As can be seen, in normal operation the AC battery system is in parallel with the house's power and the power grid. When "charging" from the solar, it simply monitors the output power of the PV system and the power to/from the grid and adjusts its charge rate to match. Likewise, in the "Self-Powered" mode (described below) when there is a grid connection it will charge/discharge at a rate that precisely matches the house's usage, effectively zeroing-out the power going to/from the grid or export power to the grid once the battery has been charged in the same way as a typical "net meter" installation.
If the mains power fails the "Grid Isolation Relay" opens, disconnecting the house from the grid, allowing power to the backed-up loads to be maintained without back-feeding the utility. The process of detecting a power failure, disconnection from the grid and full restoration of the power seems to take between 200 and 750 milliseconds but the return to a grid connection after the power has returned and stabilized for a few minutes is nearly instantaneous.
Does the Tesla Powerwall 2 cause radio frequency interference:
Yes and no.
The "no" part:
On the HF bands I have determined that in my particular case (and prior to mitigation techniques described later) the interference potential on the HF bands to be minimal or negligible. When the unit is operating (either charging or discharging) and I am using my normal HF antenna system I cannot detect any interference from it on the HF amateur radio bands of 80 through 10 meters (e.g. 3.5-30 MHz). Additionally, I cannot detect any interference from the Powerwall 2 system on any VHF or UHF band, either.
If I walk up to the Powerwall 2 system with a portable shortwave radio while it is operating I can hear a bit of noise when I am within a foot or so (less than a meter) that is likely due to influence from short-range magnetic fields, but this noise energy doesn't seem to be being coupled to the connecting wires outside the unit.

INSTRUCTIONS FOR THE TASK
According to the passage on the Powerwall 2 battery system, how long does it seem to take to detect a power failure, disconnect from the grid and fully restore power?

Data records

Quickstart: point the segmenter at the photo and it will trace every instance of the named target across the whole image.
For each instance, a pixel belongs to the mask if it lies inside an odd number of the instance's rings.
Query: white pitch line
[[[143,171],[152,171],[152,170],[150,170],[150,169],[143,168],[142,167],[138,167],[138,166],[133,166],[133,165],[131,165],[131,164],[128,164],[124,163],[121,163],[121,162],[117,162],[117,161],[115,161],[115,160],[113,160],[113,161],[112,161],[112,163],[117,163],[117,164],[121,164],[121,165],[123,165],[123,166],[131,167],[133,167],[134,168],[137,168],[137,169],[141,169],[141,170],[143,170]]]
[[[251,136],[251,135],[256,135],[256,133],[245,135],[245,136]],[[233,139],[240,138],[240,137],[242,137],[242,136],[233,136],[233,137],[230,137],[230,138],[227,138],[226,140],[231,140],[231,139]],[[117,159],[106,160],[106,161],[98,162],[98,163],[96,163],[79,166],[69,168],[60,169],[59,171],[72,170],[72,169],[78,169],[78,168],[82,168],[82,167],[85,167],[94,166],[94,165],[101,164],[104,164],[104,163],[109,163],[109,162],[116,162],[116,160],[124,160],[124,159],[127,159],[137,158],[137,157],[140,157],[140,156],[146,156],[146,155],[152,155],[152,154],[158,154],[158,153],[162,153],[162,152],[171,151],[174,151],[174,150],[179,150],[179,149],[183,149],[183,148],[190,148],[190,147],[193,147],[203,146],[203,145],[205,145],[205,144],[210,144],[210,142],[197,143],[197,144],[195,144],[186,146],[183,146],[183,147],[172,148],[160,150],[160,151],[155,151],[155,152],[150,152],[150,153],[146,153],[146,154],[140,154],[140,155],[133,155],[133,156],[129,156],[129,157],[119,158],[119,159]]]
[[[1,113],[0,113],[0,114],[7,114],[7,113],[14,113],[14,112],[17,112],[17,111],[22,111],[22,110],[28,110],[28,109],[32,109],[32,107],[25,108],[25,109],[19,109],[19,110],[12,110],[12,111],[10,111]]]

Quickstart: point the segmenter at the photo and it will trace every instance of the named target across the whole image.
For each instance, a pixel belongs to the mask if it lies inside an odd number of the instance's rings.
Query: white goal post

ANSWER TO THIS EXERCISE
Between 200 and 750 milliseconds.